=== Extracted information ===

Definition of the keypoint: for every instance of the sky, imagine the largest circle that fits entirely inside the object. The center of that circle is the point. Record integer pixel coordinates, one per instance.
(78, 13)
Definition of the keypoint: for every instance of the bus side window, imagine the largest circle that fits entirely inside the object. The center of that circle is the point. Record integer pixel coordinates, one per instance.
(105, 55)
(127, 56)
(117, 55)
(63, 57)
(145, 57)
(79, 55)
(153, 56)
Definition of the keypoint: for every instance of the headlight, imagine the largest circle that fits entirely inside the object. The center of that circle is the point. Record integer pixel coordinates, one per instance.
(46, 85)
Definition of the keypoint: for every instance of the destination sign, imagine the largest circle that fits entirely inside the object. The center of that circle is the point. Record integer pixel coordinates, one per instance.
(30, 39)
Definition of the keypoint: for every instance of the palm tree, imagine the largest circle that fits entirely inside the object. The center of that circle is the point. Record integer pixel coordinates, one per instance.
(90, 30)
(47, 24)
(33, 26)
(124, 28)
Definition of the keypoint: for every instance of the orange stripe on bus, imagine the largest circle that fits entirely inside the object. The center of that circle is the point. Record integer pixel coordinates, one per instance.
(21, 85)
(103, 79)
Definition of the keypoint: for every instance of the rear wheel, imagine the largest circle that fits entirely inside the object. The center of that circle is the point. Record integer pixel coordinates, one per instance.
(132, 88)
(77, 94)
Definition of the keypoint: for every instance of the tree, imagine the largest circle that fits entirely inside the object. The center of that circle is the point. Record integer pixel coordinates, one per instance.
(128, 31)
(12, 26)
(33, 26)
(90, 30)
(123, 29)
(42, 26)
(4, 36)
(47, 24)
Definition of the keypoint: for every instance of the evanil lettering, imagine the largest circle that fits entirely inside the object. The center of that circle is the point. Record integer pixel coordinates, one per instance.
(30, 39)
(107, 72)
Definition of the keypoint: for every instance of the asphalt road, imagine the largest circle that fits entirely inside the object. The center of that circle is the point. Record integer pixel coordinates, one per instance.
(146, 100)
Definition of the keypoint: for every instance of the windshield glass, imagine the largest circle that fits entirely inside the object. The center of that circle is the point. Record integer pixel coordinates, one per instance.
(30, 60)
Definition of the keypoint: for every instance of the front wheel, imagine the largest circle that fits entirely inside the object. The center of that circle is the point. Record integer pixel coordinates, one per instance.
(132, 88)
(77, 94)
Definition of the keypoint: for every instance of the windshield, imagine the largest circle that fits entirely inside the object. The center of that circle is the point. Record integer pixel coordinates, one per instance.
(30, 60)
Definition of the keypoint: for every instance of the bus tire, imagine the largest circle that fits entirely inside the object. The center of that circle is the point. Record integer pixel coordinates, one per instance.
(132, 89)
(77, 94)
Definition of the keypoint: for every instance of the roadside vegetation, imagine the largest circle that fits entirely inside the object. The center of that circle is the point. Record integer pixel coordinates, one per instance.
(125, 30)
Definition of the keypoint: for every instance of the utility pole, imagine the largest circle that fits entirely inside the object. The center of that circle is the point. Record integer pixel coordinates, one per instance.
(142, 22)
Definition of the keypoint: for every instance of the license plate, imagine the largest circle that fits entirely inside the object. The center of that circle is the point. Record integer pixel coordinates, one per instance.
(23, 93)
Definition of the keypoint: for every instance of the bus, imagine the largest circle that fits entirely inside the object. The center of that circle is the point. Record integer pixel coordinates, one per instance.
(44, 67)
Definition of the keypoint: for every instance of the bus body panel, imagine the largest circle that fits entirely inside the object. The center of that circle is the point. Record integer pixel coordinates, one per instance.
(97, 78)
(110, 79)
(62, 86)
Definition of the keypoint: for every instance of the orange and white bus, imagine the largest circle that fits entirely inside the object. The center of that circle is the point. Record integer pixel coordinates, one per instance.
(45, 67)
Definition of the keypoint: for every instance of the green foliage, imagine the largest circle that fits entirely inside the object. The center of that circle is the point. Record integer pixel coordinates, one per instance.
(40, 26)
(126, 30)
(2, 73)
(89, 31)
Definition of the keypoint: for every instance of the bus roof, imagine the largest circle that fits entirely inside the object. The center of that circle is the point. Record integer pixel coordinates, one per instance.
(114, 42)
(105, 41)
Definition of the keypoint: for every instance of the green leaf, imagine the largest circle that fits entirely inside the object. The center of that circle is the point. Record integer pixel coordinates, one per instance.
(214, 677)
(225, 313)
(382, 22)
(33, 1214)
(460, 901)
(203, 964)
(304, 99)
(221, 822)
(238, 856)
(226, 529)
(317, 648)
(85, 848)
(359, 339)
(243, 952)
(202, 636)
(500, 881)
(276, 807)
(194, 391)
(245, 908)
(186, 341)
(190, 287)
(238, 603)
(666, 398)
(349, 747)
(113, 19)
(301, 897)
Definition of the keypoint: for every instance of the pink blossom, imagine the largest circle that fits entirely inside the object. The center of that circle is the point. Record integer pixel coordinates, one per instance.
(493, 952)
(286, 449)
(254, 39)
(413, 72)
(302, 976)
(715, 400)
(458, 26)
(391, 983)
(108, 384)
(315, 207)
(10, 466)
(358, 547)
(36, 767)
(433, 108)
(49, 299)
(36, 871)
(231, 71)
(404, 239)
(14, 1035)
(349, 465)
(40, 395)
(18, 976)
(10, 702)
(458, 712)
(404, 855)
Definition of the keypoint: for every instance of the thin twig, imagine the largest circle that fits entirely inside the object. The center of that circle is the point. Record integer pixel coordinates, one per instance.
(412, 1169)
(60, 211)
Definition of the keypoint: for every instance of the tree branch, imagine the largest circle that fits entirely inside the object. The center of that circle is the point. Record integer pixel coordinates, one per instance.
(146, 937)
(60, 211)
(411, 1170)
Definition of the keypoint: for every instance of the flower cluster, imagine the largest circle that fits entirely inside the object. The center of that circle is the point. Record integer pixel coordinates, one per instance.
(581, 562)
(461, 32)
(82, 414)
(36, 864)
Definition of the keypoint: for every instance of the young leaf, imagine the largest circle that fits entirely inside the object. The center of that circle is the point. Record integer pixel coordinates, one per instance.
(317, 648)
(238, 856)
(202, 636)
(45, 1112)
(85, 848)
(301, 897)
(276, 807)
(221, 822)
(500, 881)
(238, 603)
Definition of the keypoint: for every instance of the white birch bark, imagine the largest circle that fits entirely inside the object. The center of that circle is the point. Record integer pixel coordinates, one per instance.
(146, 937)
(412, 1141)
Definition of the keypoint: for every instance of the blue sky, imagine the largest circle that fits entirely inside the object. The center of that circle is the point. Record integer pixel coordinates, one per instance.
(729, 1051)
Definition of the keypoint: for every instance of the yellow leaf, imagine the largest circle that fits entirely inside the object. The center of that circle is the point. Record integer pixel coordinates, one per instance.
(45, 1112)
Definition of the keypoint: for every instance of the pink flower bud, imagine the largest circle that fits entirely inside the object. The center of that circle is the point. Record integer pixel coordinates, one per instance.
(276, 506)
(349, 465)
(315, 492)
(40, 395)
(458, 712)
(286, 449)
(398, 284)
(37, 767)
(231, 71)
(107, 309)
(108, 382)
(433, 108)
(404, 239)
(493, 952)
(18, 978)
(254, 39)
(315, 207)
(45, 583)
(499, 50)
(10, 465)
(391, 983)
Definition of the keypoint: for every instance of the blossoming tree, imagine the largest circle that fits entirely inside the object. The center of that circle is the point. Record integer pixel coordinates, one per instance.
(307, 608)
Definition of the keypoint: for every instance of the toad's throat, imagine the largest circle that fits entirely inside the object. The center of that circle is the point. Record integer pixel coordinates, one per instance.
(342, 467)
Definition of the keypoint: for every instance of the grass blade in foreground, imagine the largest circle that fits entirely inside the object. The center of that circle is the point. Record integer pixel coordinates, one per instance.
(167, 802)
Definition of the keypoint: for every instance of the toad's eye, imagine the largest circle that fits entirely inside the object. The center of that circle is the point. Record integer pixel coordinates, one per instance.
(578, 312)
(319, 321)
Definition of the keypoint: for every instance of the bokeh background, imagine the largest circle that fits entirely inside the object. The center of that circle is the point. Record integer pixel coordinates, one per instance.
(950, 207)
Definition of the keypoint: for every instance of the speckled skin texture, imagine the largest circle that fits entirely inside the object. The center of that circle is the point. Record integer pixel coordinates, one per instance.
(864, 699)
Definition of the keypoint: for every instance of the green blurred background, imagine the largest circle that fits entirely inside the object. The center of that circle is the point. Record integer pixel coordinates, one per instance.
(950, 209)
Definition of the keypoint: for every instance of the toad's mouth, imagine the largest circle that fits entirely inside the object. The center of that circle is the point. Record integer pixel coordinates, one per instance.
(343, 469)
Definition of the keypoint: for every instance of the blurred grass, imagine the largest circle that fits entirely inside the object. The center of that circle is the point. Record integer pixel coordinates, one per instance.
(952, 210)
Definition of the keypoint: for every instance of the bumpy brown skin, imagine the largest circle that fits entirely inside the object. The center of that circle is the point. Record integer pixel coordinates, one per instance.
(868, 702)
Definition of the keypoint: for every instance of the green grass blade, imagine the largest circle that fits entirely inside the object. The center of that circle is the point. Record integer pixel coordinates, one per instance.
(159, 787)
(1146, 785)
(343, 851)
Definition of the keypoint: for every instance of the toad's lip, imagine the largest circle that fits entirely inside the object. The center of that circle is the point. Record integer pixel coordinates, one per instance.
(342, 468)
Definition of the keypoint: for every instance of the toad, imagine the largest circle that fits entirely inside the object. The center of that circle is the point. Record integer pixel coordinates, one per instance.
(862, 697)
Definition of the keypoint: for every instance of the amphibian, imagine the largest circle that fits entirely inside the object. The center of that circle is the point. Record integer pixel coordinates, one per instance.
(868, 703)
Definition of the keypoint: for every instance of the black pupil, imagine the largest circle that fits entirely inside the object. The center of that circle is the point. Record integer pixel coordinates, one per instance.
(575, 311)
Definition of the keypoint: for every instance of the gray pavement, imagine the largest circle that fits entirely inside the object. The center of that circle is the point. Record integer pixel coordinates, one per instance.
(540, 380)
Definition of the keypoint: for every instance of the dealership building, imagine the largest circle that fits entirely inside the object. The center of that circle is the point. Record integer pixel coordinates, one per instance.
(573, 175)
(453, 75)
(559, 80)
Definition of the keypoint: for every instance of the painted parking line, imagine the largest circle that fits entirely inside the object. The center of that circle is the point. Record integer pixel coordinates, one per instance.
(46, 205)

===

**Exercise objective**
Please print exactly the lines of the entries above, beginning with the line that contains "the amphibian, imagine" and ending with the last line.

**Solution to the exercise**
Definition of the keypoint: for every instance of the amphibian, imagine the largest circle that fits entirely inside the object. The center of that circle is the point. Record integer pixel coordinates, one per instance.
(868, 703)
Definition of the keypoint: for every instance of the black pupil, imagine the largest circle that fits entirely inside the object. The center of that circle is the point. Record integer pixel coordinates, one per instance.
(575, 311)
Definition of the keypoint: for every instance of the gray pavement, imagine the largest circle that fits entirely inside the object. The center of that circle is the point. Record integer pixel coordinates, one per instance.
(540, 380)
Definition of the keypoint: for every instance of the dealership building, imagine the largest circle that fits entirely inside the object. The center of that circle is the point. Record integer pixel coordinates, one per instance.
(573, 175)
(453, 75)
(559, 80)
Definition of the keypoint: for every instance of the painted parking line, imagine the largest circle that fits entirely inside the object. The center of that circle is the point. Record integer pixel coordinates, one per instance.
(46, 205)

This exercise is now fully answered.